═════ Excerpted records ═════

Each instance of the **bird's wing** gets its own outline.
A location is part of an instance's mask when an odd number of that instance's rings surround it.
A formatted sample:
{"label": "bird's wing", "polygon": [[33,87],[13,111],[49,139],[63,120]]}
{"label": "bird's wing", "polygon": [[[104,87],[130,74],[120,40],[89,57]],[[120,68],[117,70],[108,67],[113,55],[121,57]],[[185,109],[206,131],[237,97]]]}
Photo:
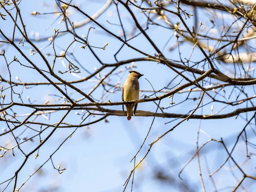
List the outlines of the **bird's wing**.
{"label": "bird's wing", "polygon": [[[124,101],[124,86],[122,88],[122,101]],[[123,110],[123,114],[125,114],[125,109],[124,109],[124,105],[122,105],[122,107]]]}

═════

Rewrite all of the records above, swapping "location" for "point" and keeping everything else the same. Leave the pictures out of your answer.

Each instance of the **bird's wing** gets its own outline.
A point is part of an instance's mask when an odd number of that instance's rings surround it.
A formatted sample:
{"label": "bird's wing", "polygon": [[33,87],[13,111],[49,139],[63,120]]}
{"label": "bird's wing", "polygon": [[[104,87],[130,74],[120,40],[89,57]],[[120,68],[117,70],[108,67],[113,55],[121,57]],[[185,109],[206,131],[237,97]]]}
Photo:
List the outlines of the **bird's wing**.
{"label": "bird's wing", "polygon": [[[124,101],[124,86],[122,88],[122,101]],[[123,110],[123,114],[125,114],[125,109],[124,109],[124,105],[122,105],[122,107]]]}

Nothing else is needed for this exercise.